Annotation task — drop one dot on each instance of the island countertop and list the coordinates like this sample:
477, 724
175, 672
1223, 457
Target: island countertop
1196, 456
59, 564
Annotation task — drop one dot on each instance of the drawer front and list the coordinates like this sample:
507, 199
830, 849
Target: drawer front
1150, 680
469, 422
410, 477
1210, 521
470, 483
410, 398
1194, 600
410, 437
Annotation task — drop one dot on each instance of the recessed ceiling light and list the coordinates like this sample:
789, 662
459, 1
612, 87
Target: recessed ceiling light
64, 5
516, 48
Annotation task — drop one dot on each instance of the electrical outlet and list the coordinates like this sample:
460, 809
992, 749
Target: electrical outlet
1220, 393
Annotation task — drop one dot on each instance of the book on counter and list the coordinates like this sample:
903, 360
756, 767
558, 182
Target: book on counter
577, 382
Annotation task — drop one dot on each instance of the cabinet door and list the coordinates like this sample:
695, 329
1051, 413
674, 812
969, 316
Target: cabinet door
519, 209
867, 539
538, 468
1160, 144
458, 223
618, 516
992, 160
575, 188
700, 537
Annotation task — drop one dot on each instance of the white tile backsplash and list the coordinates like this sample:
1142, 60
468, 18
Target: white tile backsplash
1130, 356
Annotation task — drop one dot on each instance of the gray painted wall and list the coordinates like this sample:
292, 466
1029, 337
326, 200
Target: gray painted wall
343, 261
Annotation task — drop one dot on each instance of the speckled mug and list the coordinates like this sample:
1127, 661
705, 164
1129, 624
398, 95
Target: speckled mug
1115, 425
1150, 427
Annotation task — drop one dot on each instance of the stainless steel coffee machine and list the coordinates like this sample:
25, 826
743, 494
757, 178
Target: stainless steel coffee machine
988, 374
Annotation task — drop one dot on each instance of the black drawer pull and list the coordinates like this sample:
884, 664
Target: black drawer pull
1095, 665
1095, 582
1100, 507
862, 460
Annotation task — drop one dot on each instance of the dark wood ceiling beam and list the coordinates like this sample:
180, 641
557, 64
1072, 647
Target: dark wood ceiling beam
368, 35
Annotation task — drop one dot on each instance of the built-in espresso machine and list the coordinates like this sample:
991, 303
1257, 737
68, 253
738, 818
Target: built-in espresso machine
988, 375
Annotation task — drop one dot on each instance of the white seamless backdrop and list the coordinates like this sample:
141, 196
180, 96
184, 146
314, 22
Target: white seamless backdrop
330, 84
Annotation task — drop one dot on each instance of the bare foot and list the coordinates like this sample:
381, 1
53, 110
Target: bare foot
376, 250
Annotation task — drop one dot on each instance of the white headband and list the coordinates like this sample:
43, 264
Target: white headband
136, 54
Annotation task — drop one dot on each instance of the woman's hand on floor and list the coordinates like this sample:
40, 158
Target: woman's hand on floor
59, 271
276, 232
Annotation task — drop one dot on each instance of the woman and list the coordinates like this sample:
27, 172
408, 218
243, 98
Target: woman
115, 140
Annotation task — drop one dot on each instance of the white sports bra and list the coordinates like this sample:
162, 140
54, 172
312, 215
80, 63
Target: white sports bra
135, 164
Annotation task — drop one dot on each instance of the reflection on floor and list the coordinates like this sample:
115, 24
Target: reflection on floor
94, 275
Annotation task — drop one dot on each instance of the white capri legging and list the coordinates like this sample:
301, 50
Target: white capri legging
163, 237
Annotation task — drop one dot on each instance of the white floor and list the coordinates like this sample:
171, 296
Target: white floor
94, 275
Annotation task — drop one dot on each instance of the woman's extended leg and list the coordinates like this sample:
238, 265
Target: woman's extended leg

□ □ □ □ □

Put the entries into a Markdown table with columns Row and Line, giving each line a row number and leaving out blank lines. Start at the line that has "the white floor" and stop after the last line of the entries.

| Row | Line |
|---|---|
| 1 | Annotation task — drop one dot on each instance of the white floor and list the coordinates like this sample: |
| 2 | 171, 296 |
| 3 | Target: white floor |
| 4 | 94, 275 |
| 5 | Annotation task — drop one dot on each instance of the woman's extended leg and list the coordinates like this sample: |
| 6 | 238, 265 |
| 7 | Target: woman's extended leg |